Requirement
Turn the records below into a numbered list with one line per item, and leave out any blank lines.

::::::

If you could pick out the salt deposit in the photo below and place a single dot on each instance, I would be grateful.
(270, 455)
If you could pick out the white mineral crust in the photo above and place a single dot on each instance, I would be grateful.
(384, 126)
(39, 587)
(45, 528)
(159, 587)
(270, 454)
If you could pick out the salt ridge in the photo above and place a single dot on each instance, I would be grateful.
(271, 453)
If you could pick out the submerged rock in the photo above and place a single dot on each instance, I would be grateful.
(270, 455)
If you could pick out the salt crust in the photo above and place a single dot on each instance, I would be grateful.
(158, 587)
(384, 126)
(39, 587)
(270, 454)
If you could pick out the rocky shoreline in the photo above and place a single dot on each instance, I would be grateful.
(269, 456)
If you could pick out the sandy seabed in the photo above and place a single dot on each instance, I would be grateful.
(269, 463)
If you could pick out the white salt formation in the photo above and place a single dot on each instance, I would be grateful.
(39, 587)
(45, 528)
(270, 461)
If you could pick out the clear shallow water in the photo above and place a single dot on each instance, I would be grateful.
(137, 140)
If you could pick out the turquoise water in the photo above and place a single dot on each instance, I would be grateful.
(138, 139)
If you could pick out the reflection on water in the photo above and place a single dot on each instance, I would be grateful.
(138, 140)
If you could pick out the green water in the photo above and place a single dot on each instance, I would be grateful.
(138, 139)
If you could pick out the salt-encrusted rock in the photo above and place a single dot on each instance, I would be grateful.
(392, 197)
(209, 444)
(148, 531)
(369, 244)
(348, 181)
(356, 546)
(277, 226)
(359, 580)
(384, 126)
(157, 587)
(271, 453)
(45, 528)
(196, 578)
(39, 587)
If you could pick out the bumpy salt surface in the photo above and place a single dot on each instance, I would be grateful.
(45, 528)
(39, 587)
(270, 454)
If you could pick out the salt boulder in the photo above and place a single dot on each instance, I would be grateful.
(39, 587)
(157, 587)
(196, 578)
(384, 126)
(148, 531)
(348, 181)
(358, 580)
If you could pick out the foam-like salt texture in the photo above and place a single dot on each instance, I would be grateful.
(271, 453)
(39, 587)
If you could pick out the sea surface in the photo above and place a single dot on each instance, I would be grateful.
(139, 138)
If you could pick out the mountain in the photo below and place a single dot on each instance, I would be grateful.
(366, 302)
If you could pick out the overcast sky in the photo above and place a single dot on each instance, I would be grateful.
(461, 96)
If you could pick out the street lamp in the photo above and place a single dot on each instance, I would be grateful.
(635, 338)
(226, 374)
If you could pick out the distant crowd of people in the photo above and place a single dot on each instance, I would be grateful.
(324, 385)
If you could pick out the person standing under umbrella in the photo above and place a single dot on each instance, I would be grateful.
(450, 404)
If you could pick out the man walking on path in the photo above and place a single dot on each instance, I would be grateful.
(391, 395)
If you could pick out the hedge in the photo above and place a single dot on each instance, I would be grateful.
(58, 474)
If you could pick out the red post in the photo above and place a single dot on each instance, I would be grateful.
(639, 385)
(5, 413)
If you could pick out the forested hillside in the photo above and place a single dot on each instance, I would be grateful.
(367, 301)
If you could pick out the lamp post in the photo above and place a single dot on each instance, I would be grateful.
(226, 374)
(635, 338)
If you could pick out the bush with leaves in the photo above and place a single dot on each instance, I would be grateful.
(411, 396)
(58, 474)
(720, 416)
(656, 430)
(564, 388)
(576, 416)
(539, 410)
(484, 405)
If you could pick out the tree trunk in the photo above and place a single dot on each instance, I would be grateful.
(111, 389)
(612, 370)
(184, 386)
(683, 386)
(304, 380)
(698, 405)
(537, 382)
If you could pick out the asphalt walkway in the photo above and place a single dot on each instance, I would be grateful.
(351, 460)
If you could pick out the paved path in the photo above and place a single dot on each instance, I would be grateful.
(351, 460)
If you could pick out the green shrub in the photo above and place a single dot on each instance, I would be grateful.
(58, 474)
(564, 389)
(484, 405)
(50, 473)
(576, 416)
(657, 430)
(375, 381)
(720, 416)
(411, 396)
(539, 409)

::::::

Exercise solution
1. If you could pick out the salt deposit in the photo below and place a single dot on each instance, I would be grateful.
2. (270, 455)
3. If you could pick out the white mineral crust in the photo above and place a single dot on each instance, I would be grateful.
4. (384, 126)
5. (39, 587)
6. (45, 528)
7. (159, 587)
8. (270, 454)
9. If you could pick out the salt ridge in the photo above and place a single dot on each instance, I would be grateful.
10. (271, 453)
11. If you could pick out the submerged rock in the photo above and place a single dot on each instance, I would be grateful.
12. (270, 455)
13. If you could pick out the salt crust in the photo above and place a single dot on each instance, I would be grateful.
14. (158, 587)
15. (384, 126)
16. (39, 587)
17. (270, 454)
18. If you could pick out the rocky shoreline in the photo above and place a single dot on each instance, I would be grateful.
19. (269, 456)
20. If you could pick out the sandy seabed in the photo above and place a single dot on each instance, I would be grateful.
21. (269, 463)
22. If you could pick out the white salt formation in the photo above and place a single dot on each instance, I would be grateful.
23. (39, 587)
24. (45, 528)
25. (270, 461)
26. If you could pick out the clear shallow water in the photo above and place a single dot on each instance, I would be grateful.
27. (137, 140)
28. If you could pick out the turquoise water in the photo above and place a single dot on each instance, I would be grateful.
29. (138, 139)
30. If you could pick out the reflection on water in the photo above and place a single dot on each instance, I would be grateful.
31. (138, 140)
32. If you could pick out the green water in the photo above and place a single dot on each instance, I would be grateful.
33. (138, 139)
34. If you could pick out the salt-encrusted rock in the photo above and place a single dot on each instance, I would be grateful.
35. (392, 197)
36. (209, 444)
37. (148, 531)
38. (369, 244)
39. (348, 181)
40. (356, 546)
41. (277, 226)
42. (359, 580)
43. (384, 126)
44. (157, 587)
45. (271, 453)
46. (45, 528)
47. (196, 578)
48. (39, 587)
49. If you could pick out the bumpy salt surface in the photo above and place a single dot on each instance, I would be grateful.
50. (45, 528)
51. (39, 587)
52. (270, 454)
53. If you could pick out the salt boulder in the photo above and place a single dot on each instance, I would be grateful.
54. (39, 587)
55. (157, 587)
56. (196, 578)
57. (384, 126)
58. (148, 531)
59. (348, 181)
60. (358, 580)
61. If you could pick out the foam-like salt texture in the photo above and place a single dot on each instance, I would be grateful.
62. (271, 453)
63. (39, 587)
64. If you could pick out the sea surface in the photo above and place a single dot on each instance, I would be grateful.
65. (139, 138)
66. If you could pick out the mountain in the photo below and place a single dot on each instance, I would be grateful.
67. (366, 302)
68. If you could pick out the overcast sky in the photo above and place a single dot on each instance, I would be grateful.
69. (461, 96)
70. If you could pick out the street lamp in the photo above and place a single dot on each instance, I would be grateful.
71. (635, 338)
72. (226, 374)
73. If you could pick out the distant crowd of people in the photo above and place a single dot on each instance, I would be grateful.
74. (324, 385)
75. If you could pick out the person standing under umbrella in the photo above and place a single dot on each instance, I would be grateful.
76. (450, 404)
77. If you could pick out the man walking on path in the photo above and place a single dot on each instance, I would be grateful.
78. (391, 395)
79. If you could pick out the hedge in the photo above and place a single dot on each instance, I would be grateful.
80. (58, 474)
81. If you could pick out the red post in the photo above and place a single dot on each instance, I would be grateful.
82. (639, 385)
83. (5, 413)
84. If you could pick out the forested hillside in the photo above and place a single dot on each instance, I would be grateful.
85. (367, 301)
86. If you could pick out the lamp post in the photo above and place a single dot on each instance, I would be grateful.
87. (226, 374)
88. (635, 338)
89. If you could pick out the bush with leaves in the photo above and place a single dot on each instance, I would be grateful.
90. (411, 396)
91. (58, 474)
92. (720, 416)
93. (656, 430)
94. (564, 388)
95. (576, 416)
96. (539, 410)
97. (484, 405)
98. If you could pick out the tree trunk in the photo above and place a single dot on each instance, I would be grateful.
99. (111, 389)
100. (612, 370)
101. (184, 386)
102. (683, 386)
103. (304, 380)
104. (698, 405)
105. (537, 382)
106. If you could pick out the asphalt walkway in the photo above and place a single dot on each instance, I would be grateful.
107. (351, 460)
108. If you could pick out the paved path in the photo above and place a single dot on each instance, I would be grateful.
109. (351, 460)
110. If you could pick out the green shrub in the photo above and place a single dot on each instance, I would be grateful.
111. (58, 474)
112. (564, 389)
113. (484, 405)
114. (50, 473)
115. (576, 416)
116. (657, 430)
117. (375, 381)
118. (720, 416)
119. (411, 396)
120. (539, 409)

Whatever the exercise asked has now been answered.